• **WHAT YOU NEED TO DO**
Please rewrite every line of the material below as a JSON list of strings, one string per line, with blank lines skipped. Leave the picture out of the list.

━━━━━━━━

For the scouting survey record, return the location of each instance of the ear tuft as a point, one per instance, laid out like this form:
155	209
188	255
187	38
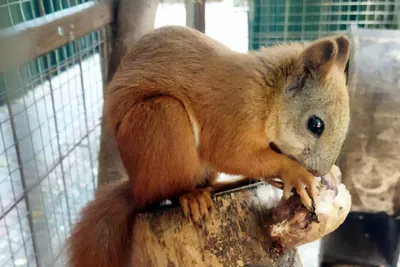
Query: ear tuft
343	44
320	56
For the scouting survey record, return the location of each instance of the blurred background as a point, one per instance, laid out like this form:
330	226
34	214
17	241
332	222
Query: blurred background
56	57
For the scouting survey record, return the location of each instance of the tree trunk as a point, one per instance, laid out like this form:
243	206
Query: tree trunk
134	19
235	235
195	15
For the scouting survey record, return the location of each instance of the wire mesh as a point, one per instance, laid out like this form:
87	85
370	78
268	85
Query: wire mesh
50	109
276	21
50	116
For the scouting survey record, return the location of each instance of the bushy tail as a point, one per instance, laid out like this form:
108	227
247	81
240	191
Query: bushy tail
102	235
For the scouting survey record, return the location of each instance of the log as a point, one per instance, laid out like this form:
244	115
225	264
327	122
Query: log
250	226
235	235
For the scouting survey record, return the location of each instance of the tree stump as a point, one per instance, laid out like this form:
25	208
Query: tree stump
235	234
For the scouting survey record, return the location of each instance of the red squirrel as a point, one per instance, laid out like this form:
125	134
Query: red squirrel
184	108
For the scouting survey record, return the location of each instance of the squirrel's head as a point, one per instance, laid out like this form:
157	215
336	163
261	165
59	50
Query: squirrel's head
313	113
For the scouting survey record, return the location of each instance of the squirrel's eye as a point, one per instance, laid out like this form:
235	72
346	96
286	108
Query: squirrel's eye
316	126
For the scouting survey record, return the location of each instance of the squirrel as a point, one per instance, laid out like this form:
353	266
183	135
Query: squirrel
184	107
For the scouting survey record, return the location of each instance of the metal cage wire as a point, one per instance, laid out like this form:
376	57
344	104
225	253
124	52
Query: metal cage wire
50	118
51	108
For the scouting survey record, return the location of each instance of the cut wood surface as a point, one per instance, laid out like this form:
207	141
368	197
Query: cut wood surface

━━━━━━━━

• **OUTPUT**
[
  "For the scouting survey record, return the location of each instance of the ear tuft as a point, one per instance, laid out like this form:",
  "155\t209",
  "188\t255",
  "187\t38",
  "Query: ear tuft",
  "343\t44",
  "320\t56",
  "For the scouting survey record, return the location of each instance of the blurred background as a point, one per instance, laid out like this form:",
  "330\t226",
  "34\t214",
  "17\t241",
  "332\t222",
  "Query: blurred background",
  "56\t57",
  "For the scouting survey record, return the location of each instance of the tree trunk as a point, one per instance, laid out like this form:",
  "243\t206",
  "Query: tree trunk",
  "134\t19",
  "235\t235",
  "195\t15",
  "For the scouting survey record, return the location of each instance of the wire mesh as a point, one per instance, laid out like this form:",
  "87\t85",
  "370\t78",
  "268\t85",
  "Query: wire mesh",
  "50\t109",
  "276\t21",
  "50\t116",
  "For the scouting survey record, return the location of each instance of the bushy tail as a point, one per instance, laid out like this form:",
  "108\t227",
  "247\t81",
  "240\t191",
  "Query: bushy tail",
  "102\t235",
  "For the scouting survey record, return the location of each instance of the log as a point, one per instance, laid out like this form:",
  "244\t115",
  "225\t264",
  "327\t122",
  "Query: log",
  "250\t226",
  "235\t235",
  "For the scouting survey record, return the location of each instance of the tree stump as a point, one per instance, laid out like this form:",
  "25\t208",
  "Query: tree stump",
  "235\t234",
  "For the scouting survey record, return the location of each instance of the red squirrel as a point, one per instance, laid out like this form:",
  "125\t134",
  "Query: red squirrel",
  "184\t108",
  "For the scouting survey record, return the location of each instance of the squirrel's head as a point, one per instance, laid out like this form:",
  "157\t215",
  "336\t163",
  "261\t165",
  "59\t50",
  "Query: squirrel's head",
  "313\t113",
  "For the scouting survey record, return the location of each instance of the squirrel's eye as a point, one per instance, laid out like this form:",
  "235\t72",
  "346\t96",
  "286\t108",
  "Query: squirrel's eye",
  "316\t126",
  "For the scouting survey record, return the location of each instance of the squirrel as a point, one per instance, laid out like this form:",
  "353\t266",
  "183\t135",
  "Query: squirrel",
  "184\t107",
  "For the scouting survey record, return the location of each instance of the metal cage wire as a point, one per instance, laid out like this form:",
  "376\t57",
  "344\t104",
  "225\t253",
  "124\t52",
  "Query: metal cage wire",
  "50\t118",
  "51\t108",
  "For the scouting survey record, return the location of each instance of the cut wood surface as a point, one per instance, laid out like this form:",
  "207\t141",
  "368\t197",
  "Query: cut wood surface"
]